Position annotation records:

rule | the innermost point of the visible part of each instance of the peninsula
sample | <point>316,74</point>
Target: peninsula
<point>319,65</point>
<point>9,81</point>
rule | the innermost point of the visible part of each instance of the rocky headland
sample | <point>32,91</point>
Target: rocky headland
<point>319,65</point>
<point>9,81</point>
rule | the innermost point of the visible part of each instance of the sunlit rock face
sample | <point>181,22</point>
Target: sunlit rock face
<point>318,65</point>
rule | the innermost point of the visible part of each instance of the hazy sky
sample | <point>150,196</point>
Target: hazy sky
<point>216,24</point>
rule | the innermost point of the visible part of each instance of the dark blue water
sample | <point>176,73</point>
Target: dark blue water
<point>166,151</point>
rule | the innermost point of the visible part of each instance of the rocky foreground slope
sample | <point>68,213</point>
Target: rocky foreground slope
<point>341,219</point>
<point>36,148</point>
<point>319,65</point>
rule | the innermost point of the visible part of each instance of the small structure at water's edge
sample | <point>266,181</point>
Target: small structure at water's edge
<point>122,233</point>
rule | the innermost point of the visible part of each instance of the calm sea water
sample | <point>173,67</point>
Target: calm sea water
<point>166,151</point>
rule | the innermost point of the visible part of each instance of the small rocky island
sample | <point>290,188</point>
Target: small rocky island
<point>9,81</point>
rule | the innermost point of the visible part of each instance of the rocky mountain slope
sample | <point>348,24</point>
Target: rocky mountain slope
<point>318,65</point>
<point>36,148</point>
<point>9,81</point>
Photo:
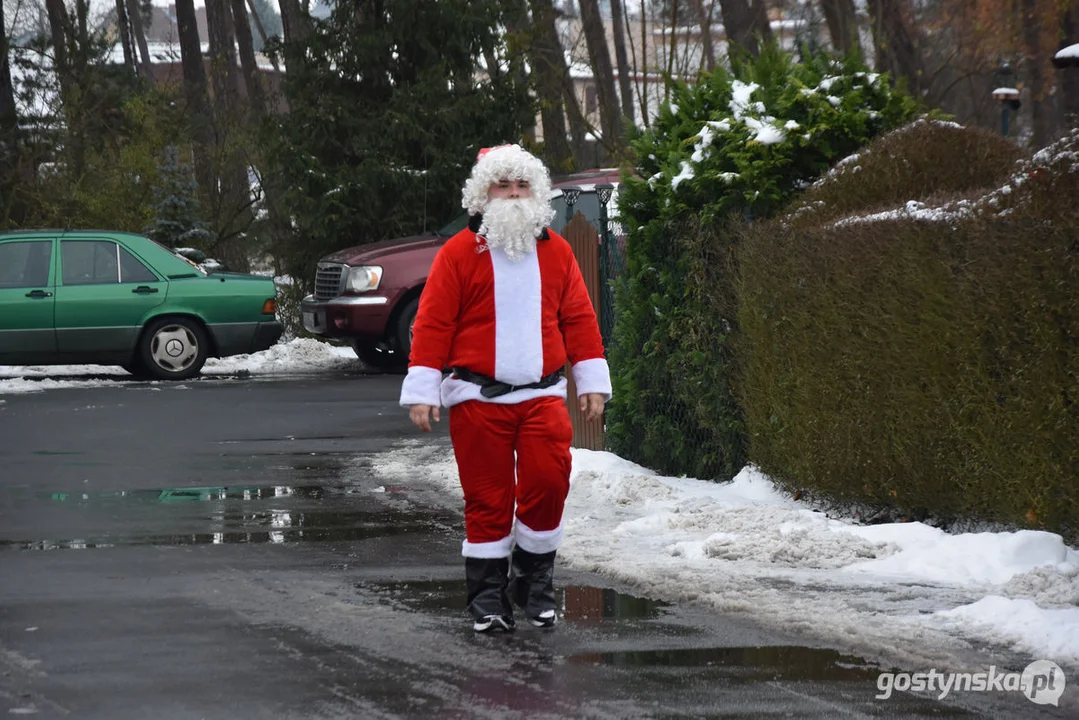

▶ **PROBLEM DESCRIPTION**
Rewrite the material from the line that has "the calm sea water" through the end of the material, swapping "small rocky island" for "tiny rocky islet" and leaving everything else unchanged. Leave the pictures out of the answer.

▶ **THE SOLUTION**
rule | the innermost point of the visible part of each instance of the calm sea water
sample | <point>173,67</point>
Target: calm sea water
<point>166,151</point>
rule | the innermost point of the visible part of each instance of the tiny rocky islet
sample | <point>290,188</point>
Target: tiny rocky islet
<point>9,81</point>
rule | the innermost point of the visible part of each instance of the rocky mountain slope
sample | <point>348,24</point>
Target: rocky mountain slope
<point>318,65</point>
<point>36,148</point>
<point>9,81</point>
Photo:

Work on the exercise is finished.